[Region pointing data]

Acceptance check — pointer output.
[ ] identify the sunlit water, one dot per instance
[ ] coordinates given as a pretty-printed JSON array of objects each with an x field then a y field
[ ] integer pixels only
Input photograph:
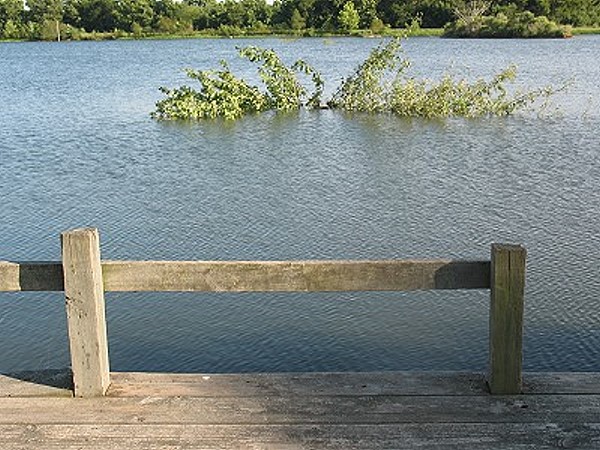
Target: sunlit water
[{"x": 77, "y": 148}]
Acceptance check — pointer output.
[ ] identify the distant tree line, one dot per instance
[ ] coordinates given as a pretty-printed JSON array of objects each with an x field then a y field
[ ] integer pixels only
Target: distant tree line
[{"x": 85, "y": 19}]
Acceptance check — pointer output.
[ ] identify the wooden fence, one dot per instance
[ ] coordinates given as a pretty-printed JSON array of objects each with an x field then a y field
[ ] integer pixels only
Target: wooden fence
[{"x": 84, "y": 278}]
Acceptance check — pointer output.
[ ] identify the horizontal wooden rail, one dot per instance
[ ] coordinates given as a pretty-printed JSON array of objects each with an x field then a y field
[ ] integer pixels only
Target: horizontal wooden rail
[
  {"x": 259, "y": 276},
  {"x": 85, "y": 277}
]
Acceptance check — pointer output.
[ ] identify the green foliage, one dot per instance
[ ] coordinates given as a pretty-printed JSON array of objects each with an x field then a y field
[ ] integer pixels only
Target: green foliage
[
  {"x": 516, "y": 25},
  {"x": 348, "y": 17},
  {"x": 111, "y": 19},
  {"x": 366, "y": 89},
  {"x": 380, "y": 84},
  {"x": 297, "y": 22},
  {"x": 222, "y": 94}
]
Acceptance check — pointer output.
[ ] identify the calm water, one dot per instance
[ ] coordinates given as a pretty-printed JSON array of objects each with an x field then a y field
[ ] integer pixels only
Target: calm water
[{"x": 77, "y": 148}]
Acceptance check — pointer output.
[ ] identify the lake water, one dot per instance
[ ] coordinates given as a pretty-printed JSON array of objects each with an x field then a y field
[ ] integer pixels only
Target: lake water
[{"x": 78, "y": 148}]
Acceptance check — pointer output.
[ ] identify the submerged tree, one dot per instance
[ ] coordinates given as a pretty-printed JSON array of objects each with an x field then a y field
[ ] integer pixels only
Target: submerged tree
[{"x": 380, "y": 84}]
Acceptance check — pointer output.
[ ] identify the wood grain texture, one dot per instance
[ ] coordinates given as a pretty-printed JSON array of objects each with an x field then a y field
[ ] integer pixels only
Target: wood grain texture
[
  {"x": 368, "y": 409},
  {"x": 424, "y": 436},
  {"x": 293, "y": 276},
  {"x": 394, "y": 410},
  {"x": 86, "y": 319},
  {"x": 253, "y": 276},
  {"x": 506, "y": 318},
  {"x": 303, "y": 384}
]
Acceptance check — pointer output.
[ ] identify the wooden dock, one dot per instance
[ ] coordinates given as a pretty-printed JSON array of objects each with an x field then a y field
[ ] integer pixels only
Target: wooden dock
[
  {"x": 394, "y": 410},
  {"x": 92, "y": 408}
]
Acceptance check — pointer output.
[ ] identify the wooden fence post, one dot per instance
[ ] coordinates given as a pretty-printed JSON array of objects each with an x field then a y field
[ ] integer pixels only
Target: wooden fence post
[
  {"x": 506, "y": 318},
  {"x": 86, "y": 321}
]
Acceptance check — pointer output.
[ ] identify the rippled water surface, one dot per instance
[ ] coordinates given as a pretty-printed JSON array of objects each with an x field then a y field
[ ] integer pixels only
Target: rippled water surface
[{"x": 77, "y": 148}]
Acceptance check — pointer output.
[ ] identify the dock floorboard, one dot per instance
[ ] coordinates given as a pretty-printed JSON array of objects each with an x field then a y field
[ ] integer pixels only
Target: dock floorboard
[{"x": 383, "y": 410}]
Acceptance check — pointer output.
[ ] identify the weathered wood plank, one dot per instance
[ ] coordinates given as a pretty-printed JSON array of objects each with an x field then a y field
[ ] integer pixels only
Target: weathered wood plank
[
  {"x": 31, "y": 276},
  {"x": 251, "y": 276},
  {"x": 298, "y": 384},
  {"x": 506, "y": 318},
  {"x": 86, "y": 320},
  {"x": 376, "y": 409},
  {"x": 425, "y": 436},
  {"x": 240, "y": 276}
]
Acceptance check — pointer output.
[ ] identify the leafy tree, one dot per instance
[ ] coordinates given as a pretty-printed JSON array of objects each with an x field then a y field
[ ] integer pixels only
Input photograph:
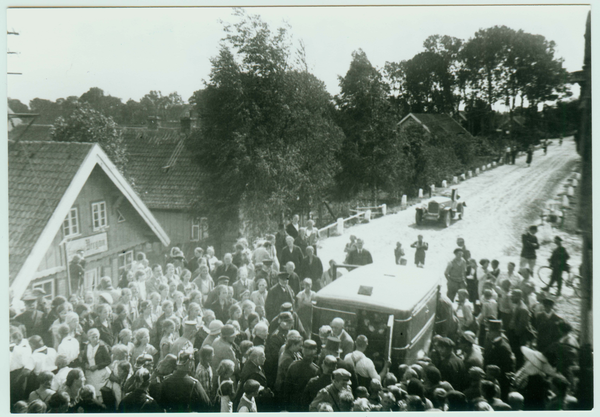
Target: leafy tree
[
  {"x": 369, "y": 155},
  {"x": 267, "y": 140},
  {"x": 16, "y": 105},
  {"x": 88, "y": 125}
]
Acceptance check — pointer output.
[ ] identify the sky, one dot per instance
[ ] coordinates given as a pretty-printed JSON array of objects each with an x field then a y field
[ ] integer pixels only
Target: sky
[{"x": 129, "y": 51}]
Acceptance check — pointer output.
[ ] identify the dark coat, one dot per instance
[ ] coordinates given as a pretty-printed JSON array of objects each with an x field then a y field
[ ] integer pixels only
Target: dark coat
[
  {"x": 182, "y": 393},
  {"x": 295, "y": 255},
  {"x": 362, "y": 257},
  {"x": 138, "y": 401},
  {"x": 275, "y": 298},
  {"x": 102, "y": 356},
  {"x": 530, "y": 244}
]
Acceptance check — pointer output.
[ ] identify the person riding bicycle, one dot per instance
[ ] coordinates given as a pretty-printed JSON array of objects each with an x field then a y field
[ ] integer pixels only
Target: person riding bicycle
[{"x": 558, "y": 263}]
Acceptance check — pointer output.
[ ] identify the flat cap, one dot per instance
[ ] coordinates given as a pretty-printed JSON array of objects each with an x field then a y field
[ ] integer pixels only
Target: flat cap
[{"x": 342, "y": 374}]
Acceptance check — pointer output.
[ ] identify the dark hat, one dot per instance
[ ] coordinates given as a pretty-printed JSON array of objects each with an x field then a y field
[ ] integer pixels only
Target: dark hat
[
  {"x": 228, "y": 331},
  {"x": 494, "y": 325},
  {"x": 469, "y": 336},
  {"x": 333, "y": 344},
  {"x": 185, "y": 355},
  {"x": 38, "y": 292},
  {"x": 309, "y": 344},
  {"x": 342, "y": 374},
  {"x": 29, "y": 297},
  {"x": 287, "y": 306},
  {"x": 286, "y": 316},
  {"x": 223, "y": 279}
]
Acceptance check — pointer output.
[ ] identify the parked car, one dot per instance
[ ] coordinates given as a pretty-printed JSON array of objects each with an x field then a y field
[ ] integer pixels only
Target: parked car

### THE PROBLEM:
Each entry, start to finish, goes into your copy exactly; the pictures stay out.

### SOLUTION FOR THIS PROBLEM:
Acceptance check — pointer output.
[ ] identify the sunlit water, one dot per instance
[ ] coordinates given as a pretty-printed JSON array of objects each with an x field then a y field
[ ] integer pixels only
Input photograph:
Target: sunlit water
[{"x": 77, "y": 148}]
Acceptance check — pointer output.
[ ] identify the distant tree line, one dot per instance
[ ] coordinates given as a pretty-printed JSON array of objects each with an x field then a y field
[ ] integer pixels only
Target: distant tree line
[{"x": 85, "y": 19}]
Acceptance check — pointer output.
[ ] identify the wooden fence, one dot per instance
[ ] coordinates given as a pretty-printed JSON array of objects each with an x field then a y field
[ ] integer pixels only
Target: wooden fence
[{"x": 84, "y": 278}]
Acceptance check — pointer output.
[ ] identify the horizontal wooden rail, one dot per instance
[ ] coordinates given as a pretty-printed JSON array of objects each with an x field then a y field
[ ] integer pixels only
Target: horizontal wooden rail
[
  {"x": 259, "y": 276},
  {"x": 85, "y": 277}
]
Acceptance check — pointer output.
[ ] identify the green foliage, one dot per instance
[ ] coordinates given as a pretty-printed JSON array of objects each with an x field then a y field
[ ] integer pixels only
Target: green foliage
[
  {"x": 516, "y": 25},
  {"x": 348, "y": 17},
  {"x": 111, "y": 19},
  {"x": 366, "y": 89},
  {"x": 380, "y": 84},
  {"x": 297, "y": 22},
  {"x": 222, "y": 94}
]
Acceptance check — pointer output.
[ ] identify the calm water, one dot per instance
[ ] coordinates given as a pretty-printed JSON array of objects each with an x field then a y field
[ ] integer pixels only
Target: calm water
[{"x": 77, "y": 148}]
Acceptance check — pointer output.
[ ] identify the lake water, one dot per instance
[ ] coordinates given as a pretty-printed JSON array of objects each with an x field then a y field
[ ] integer pixels only
Target: lake water
[{"x": 78, "y": 148}]
Acceptance check — pointer output.
[ ] identify the submerged tree, one dot per instance
[ ] coordinates given as a pretty-printed JSON array of objects each with an x field then a y field
[ ] integer pixels only
Target: submerged tree
[{"x": 380, "y": 84}]
Acceptance check — pointer output.
[ ] identify the wood grain texture, one dot per instance
[ ] coordinates given as a pretty-printed JSON array of objects each with an x field then a y field
[ ] integer pixels only
Target: wood grain texture
[
  {"x": 368, "y": 409},
  {"x": 424, "y": 436},
  {"x": 293, "y": 276},
  {"x": 394, "y": 410},
  {"x": 86, "y": 319},
  {"x": 253, "y": 276},
  {"x": 506, "y": 318},
  {"x": 303, "y": 384}
]
Acceptance check — pointer output.
[ ] identify the wooden dock, one dot per instance
[ ] coordinates given as a pretty-printed JSON array of objects each with an x field then a y field
[ ] integer pixels only
Target: wooden dock
[
  {"x": 394, "y": 410},
  {"x": 92, "y": 408}
]
Acceptance check — pointer output.
[ ] identify the wooden fence post, one dot per instance
[ ] coordinates given as a pretty-printed JSON array of objects each with an x field then a y field
[ ] integer pixels only
Target: wooden fence post
[
  {"x": 506, "y": 318},
  {"x": 86, "y": 321}
]
Acceptance check — pointer output.
[ ] identify the rippled water surface, one dot per instance
[ ] coordinates given as a pretty-printed JSON array of objects each with an x field then a y field
[ ] integer pixels only
Target: rippled water surface
[{"x": 77, "y": 148}]
Acceptance check — pointer output.
[ ] identify the dock floorboard, one dot per instance
[ ] coordinates given as a pretty-printed JSON array of objects each with an x field then a y field
[ ] integer pixels only
Target: dock floorboard
[{"x": 383, "y": 410}]
Acceptance check — pointer output.
[ ] identify the weathered wood plank, one dot per instance
[ ] coordinates given as a pretty-printed JSON array of objects each with an x field then a y field
[ ] integer pixels only
Target: weathered wood plank
[
  {"x": 31, "y": 276},
  {"x": 251, "y": 276},
  {"x": 298, "y": 384},
  {"x": 506, "y": 318},
  {"x": 86, "y": 320},
  {"x": 376, "y": 409},
  {"x": 425, "y": 436},
  {"x": 240, "y": 276}
]
Acceptance check — pointer output.
[ ] identify the leafy tree, one dot per instance
[ ] coordinates given as a pretty-printed JSON array of objects each with an x field then a y field
[ ] integer pixels only
Input photograph:
Target: leafy tree
[
  {"x": 369, "y": 155},
  {"x": 267, "y": 140},
  {"x": 16, "y": 105},
  {"x": 88, "y": 125}
]
Acceptance check — pointer output.
[ ] identify the sky, one dot per instance
[ ] coordinates given as a pretty-printed JSON array of objects each with an x field then a y field
[ ] integer pixels only
Target: sky
[{"x": 129, "y": 51}]
Acceptance check — pointer output.
[ ] identify the dark coat, one dot per instance
[ ] coordinates given as a pretty-printed JSON array of objects each with an x field then a y field
[ ] integer pixels only
Target: dark coat
[
  {"x": 182, "y": 393},
  {"x": 295, "y": 255},
  {"x": 362, "y": 257},
  {"x": 138, "y": 401},
  {"x": 275, "y": 298},
  {"x": 102, "y": 356},
  {"x": 530, "y": 244}
]
Acceptance check — pointer output.
[ ] identify the person riding bicycle, one dot per instance
[ ] coordinates given as a pretty-printed JSON array of objects each with an x field then a y field
[ ] integer pixels only
Target: person riding bicycle
[{"x": 558, "y": 263}]
Acceptance check — pointer output.
[ ] identify the flat cap, one dot per instance
[ ] coordinates given as a pretty-printed JSON array of objects each with an x field then a y field
[ ] integer pixels only
Target: flat cap
[{"x": 342, "y": 374}]
Acceptance check — pointer output.
[ ] identify the dark hat, one dot per instance
[ ] coordinates given as a pretty-printed JSON array of objects each with an x field then a y field
[ ] integer pixels only
Target: dark hat
[
  {"x": 228, "y": 331},
  {"x": 494, "y": 325},
  {"x": 469, "y": 336},
  {"x": 333, "y": 344},
  {"x": 185, "y": 355},
  {"x": 38, "y": 292},
  {"x": 309, "y": 344},
  {"x": 342, "y": 374},
  {"x": 29, "y": 297},
  {"x": 287, "y": 306},
  {"x": 286, "y": 316},
  {"x": 223, "y": 279}
]
Acceptance check — pointer output.
[ ] identify the parked car, one dot per instance
[ ] coordinates given as a pretty-printed JSON array of objects each with an x field then a y field
[ ] integer pixels only
Target: parked car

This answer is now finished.